# [EXTRACT]
Your Divided Attention:
Ambient Media art and Looking Sideways
Brett Phares
Marist College
Abstract
The world pours into our body, its senses, all day, everyday. The
irony is that the same neural processes that protect us from a deluge
of stimuli also prevent us from seeing much of the world as it is.
Aided by highly personalized bursts of rich-media, our individual and
collective faculties have been lulled into a cycle of individual and
social narcissism, with implications that run from simple appreciation
of art and culture to disintegration of healthy democracies.
This article will discuss how different forms of media art disrupt
these processes, to recast the work as ambient media art (AMA).
Through different sources, from HCI research to advertising to
musicology to define AMA, the author looks at how AMA steps into that
moment prior to what Gerald Edelman has described as Neural Darwinism,
foregrounding our attention with something to thwart, even
momentarily, “our right to blindness,” and open opportunities for
more fruitful interpersonal and social discourse.
Looking sideways, always sideways, rejecting fixity of
attention, drifting from the object to the context, escaping from the source of
habit, from the customary seems to have become impossible. The perceived world
ceases to be deemed worthy of interest...

# [CHALLENGE 1]
Summarize the abstract on ambient media art in two sentences.

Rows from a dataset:
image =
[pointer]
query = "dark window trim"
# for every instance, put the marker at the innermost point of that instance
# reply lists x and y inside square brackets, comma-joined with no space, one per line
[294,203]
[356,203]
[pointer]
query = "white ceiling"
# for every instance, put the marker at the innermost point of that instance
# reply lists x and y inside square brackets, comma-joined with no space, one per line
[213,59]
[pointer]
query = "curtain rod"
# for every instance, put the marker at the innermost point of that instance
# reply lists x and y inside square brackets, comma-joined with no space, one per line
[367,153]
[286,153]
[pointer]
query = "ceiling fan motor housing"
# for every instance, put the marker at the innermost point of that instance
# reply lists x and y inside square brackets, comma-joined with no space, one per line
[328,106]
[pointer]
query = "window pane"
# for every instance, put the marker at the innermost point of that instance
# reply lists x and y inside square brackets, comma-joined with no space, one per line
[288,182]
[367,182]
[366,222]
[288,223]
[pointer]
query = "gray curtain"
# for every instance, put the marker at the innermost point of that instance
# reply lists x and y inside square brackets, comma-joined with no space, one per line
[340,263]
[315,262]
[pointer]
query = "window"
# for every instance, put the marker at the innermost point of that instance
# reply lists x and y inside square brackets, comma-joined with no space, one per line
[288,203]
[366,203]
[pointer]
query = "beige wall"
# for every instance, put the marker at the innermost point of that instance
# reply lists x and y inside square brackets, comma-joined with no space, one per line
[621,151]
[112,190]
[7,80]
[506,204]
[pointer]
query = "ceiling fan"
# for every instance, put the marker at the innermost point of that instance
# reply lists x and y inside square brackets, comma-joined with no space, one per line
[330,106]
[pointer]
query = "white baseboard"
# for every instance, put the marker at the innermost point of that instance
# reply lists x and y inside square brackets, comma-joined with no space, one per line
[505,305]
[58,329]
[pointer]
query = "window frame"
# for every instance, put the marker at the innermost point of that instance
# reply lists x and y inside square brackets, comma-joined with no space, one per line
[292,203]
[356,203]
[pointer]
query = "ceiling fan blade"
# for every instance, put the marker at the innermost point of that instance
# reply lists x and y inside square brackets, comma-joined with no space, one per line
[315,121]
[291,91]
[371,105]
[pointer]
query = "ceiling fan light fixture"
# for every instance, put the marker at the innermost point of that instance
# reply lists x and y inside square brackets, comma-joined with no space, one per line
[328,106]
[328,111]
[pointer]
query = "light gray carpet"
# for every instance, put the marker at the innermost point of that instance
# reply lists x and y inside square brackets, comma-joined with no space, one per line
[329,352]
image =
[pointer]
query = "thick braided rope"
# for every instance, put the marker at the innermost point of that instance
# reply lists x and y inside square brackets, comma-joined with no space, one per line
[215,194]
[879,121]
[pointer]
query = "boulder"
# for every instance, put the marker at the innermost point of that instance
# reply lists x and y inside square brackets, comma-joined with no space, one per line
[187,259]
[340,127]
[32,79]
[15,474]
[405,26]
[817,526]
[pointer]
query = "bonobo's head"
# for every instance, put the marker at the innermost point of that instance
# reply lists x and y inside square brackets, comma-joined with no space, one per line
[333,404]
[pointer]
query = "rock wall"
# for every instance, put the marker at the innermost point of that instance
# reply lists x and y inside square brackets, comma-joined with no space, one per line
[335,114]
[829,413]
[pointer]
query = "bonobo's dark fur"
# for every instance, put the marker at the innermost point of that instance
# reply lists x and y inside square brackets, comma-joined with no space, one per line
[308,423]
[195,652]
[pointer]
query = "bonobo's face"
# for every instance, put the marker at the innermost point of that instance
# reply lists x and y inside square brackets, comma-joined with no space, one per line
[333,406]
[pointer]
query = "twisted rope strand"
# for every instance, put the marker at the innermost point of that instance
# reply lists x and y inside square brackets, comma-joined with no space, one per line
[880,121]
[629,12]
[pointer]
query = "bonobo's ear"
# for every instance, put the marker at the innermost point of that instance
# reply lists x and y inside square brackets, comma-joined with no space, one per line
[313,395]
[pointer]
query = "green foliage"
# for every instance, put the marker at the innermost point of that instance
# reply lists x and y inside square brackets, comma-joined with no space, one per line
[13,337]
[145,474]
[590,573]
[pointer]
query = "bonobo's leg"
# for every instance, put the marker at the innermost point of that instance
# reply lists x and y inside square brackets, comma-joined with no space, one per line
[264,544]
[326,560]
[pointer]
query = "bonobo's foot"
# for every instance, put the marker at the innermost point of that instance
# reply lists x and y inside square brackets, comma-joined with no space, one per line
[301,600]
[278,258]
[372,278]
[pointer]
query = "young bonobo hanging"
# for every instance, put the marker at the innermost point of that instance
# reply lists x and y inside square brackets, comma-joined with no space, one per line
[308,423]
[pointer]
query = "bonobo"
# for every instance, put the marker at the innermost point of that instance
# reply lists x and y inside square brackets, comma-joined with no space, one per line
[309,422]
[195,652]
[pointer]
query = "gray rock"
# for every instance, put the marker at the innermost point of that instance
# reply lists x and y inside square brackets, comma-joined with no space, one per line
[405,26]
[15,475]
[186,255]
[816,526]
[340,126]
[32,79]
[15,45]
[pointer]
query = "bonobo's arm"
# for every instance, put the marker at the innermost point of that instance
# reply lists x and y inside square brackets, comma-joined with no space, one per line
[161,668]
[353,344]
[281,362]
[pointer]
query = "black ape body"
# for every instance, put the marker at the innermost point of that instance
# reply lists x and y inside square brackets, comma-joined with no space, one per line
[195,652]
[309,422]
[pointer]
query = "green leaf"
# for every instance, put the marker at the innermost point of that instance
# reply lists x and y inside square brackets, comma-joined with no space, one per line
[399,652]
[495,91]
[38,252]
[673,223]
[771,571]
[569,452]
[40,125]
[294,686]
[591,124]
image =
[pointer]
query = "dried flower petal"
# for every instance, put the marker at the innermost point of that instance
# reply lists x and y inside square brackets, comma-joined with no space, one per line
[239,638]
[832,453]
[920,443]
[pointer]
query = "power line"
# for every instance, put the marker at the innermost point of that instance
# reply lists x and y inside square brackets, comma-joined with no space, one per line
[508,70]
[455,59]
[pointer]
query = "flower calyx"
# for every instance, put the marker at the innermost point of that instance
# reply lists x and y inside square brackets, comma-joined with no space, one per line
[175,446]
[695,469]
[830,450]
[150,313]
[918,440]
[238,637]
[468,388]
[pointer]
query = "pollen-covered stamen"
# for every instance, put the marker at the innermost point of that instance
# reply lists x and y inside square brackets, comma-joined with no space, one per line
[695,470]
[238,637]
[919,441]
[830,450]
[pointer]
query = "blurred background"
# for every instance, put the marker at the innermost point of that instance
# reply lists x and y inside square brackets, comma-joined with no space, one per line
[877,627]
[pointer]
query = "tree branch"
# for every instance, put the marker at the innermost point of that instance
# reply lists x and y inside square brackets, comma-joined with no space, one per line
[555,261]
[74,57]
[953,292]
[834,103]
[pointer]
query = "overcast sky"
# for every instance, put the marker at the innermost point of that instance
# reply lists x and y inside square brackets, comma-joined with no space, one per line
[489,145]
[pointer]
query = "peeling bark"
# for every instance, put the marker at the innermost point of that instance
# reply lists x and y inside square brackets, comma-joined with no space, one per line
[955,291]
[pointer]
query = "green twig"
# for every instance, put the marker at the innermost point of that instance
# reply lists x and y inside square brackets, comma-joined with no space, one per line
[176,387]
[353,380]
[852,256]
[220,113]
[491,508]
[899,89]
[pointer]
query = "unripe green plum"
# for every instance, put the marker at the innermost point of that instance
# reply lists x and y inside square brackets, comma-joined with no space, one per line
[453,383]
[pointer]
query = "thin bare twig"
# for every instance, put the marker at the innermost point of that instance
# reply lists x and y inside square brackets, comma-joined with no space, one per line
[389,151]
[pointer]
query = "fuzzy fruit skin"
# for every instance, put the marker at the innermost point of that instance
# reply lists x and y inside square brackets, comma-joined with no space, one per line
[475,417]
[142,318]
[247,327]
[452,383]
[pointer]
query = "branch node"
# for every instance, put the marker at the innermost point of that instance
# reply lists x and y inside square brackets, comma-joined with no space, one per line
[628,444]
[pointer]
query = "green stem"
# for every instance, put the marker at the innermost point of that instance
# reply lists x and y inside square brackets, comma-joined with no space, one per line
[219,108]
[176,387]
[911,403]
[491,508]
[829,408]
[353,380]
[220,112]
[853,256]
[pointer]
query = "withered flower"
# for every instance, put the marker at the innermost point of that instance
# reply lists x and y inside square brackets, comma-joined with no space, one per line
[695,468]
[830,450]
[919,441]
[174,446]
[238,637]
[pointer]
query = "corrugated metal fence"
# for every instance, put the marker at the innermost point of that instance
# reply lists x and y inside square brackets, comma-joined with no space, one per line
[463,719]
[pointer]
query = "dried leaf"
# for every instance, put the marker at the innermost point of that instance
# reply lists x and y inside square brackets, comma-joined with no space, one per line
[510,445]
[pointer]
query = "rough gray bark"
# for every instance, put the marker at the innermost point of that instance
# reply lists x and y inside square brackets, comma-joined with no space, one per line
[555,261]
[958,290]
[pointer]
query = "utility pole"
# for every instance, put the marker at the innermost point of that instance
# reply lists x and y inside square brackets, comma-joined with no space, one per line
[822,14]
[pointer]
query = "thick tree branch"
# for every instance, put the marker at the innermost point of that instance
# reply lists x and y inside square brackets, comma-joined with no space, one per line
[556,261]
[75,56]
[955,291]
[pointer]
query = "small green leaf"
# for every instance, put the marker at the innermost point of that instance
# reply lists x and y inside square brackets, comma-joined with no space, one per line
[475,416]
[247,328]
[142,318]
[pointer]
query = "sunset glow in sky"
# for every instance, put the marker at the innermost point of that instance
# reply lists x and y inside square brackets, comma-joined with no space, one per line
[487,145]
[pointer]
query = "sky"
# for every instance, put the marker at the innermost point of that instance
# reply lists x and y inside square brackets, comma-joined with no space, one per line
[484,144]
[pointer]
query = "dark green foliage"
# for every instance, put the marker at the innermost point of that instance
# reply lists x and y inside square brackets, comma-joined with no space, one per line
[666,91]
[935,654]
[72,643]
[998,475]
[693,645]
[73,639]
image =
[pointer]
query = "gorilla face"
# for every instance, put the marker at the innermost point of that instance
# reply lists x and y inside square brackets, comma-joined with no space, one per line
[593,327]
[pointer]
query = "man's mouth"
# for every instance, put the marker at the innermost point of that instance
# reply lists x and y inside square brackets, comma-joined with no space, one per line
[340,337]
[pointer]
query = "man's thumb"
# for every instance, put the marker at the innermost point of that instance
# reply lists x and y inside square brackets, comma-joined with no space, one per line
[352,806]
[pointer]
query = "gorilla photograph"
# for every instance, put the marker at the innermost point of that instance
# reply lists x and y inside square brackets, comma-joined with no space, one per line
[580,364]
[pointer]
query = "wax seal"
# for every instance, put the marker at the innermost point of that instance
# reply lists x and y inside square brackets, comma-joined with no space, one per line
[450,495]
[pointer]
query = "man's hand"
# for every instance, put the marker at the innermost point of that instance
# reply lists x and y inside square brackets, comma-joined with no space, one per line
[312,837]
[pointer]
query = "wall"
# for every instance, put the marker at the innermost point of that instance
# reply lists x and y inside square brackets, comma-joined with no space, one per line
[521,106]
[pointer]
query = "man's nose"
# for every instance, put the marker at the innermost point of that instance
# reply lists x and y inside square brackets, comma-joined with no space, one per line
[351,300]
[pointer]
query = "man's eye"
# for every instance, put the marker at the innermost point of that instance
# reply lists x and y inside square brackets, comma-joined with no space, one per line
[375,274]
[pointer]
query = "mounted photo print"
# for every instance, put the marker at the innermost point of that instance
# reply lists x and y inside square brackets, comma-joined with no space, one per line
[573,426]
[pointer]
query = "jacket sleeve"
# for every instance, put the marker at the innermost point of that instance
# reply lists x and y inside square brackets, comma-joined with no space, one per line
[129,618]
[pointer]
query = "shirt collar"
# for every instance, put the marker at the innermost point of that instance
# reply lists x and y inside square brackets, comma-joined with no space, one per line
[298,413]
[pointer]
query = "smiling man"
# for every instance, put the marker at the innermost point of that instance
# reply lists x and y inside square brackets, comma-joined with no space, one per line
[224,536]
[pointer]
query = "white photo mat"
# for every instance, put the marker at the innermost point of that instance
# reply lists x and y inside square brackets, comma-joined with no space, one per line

# [CHALLENGE 2]
Find each line in the records that contains the word "flower", and copy those lines.

# [COMPLETE RESPONSE 1]
The neural processes that protect us from a deluge of stimuli also prevent us from seeing much of the world as it is, and personalized bursts of rich media have lulled us into a cycle of individual and social narcissism. The article recasts media art that disrupts these processes as ambient media art (AMA) and examines how AMA steps into the moment before what Gerald Edelman called Neural Darwinism to thwart "our right to blindness" and open opportunities for more fruitful interpersonal and social discourse.

# [COMPLETE RESPONSE 2]
query = "dried flower petal"
query = "flower calyx"
query = "withered flower"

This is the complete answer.